## Tarea
Retoma el texto sobre la prensa y la confianza de los jóvenes en los periódicos a partir de su última oración y prosigue su redacción en el mismo registro.

## Extracto del documento
================================
El hombre que nunca lee un periódico está mejor informado que el hombre que los lee, igual que quien no sabe nada está más cerca de la verdad que aquel cuya mente está llena de falsedades y errores.

Es decir: las fake news antes de las fake news. Hay que suponer que una observación tan escéptica es, en buena medida, el resultado de la experiencia del poder y sus amargos malentendidos. También, qué duda cabe, de la naturaleza dominante de una prensa ?la de su época? tan vibrante como atrabiliaria. Esta dinámica partisana encontraría su culminación en la rivalidad entre Joseph Pulitzer y William Randolph Hearst, pero Jefferson tuvo tiempo de padecer a unos medios poco comprometidos con la objetividad. Recordemos aquel diálogo de Luna nueva (1940): el director del periódico, interpretado por Cary Grant, ordena a uno de sus redactores que prometa apoyo periodístico al alcaide republicano a cambio de una entrevista con un preso y, cuando éste replica que siempre han sido un periódico demócrata, le aclara que en ese caso pasarán a ser republicanos antes de volver a ser demócratas. La realidad es que sólo después de la Segunda Guerra Mundial adoptaría la prensa occidental como suya una vocación de imparcialidad que ahora, acongojados por la emergencia de la llamada posverdad, hemos convertido en mito nostálgico.

De ahí que no sepa uno si alegrarse cuando se entera de que los jóvenes españoles leen más periódicos de lo que se pensaba. De acuerdo con un informe del Pew Research Centre del que se daba cuenta hace unos días, aunque existe una previsible brecha generacional en el modo en que se informan los mayores de cincuenta años y los menores de treinta, unos mediante la televisión y otros a través de Internet, los jóvenes buscan online los medios tradicionales. En el estudio, que abarca a ocho países, entre los que se cuenta España, se describe una sorprendente competencia entre los legacy media o cabeceras consolidadas y las redes sociales: tanto El Mundo como El País compiten con las redes sociales (Facebook y Twitter), así como con Google y los canales de televisión (Antena 3 y Telecinco). En conjunto, estos medios absorben el 52% del consumo de información en España. Los investigadores del Pew Research Centre concluyen que los europeos más jóvenes confían más de lo previsto en las marcas periodísticas.
================================
## Entradas proporcionadas

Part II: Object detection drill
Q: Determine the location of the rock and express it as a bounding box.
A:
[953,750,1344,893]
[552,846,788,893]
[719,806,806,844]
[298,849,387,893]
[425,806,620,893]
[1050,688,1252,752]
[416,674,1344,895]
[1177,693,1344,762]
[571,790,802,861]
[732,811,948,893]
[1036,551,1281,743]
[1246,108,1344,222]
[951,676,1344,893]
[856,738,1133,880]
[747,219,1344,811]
================================
## Resultado del ejercicio
¿Hay, pues, esperanza? Vale decir: esperanza en que los jóvenes occidentales no se desvinculen del flujo informativo y puedan ejercer su ciudadanía de manera reflexiva e informada. Sin duda, que se acceda a las páginas web de los periódicos tradicionales con cierta frecuencia es una buena noticia; mejor, en todo caso, que la noticia de lo contrario. Pero sucede con estos informes igual que con los que informan sobre el número de libros que se dicen leer al año: no sabemos qué libros son ni qué influencia tienen sobre sus lectores. En el caso del consumo de información, ignoramos qué contenidos se han leído exactamente, con qué rigor o por cuánto tiempo, así como cuál ha sido su efecto. De guiarnos por los rankings de noticias más leídas que dan los propios medios, habría razones para desconfiar del efecto benéfico del hábito lector.

Se da cuenta aquí, no obstante, de un problema más amplio, relativo a la dificultad intrínseca que tiene evaluar la «exposición informativa» de los individuos y el efecto que esa exposición tiene sobre ellos. Los cuestionarios tradicionales presentan no pocos defectos, siendo el principal que los informes que uno hace sobre su propia conducta mediática no son muy fiables. Así, se tiende a sobrestimar el consumo, por pensarse que esa es la respuesta deseable, mientras que resulta imposible discernir si el medio influye en las opiniones o las opiniones «seleccionan» a los medios. Introducir en la metodología el contenido de la comunicación y sus efectos es, pues, imprescindible, pero también endiabladamente difícil.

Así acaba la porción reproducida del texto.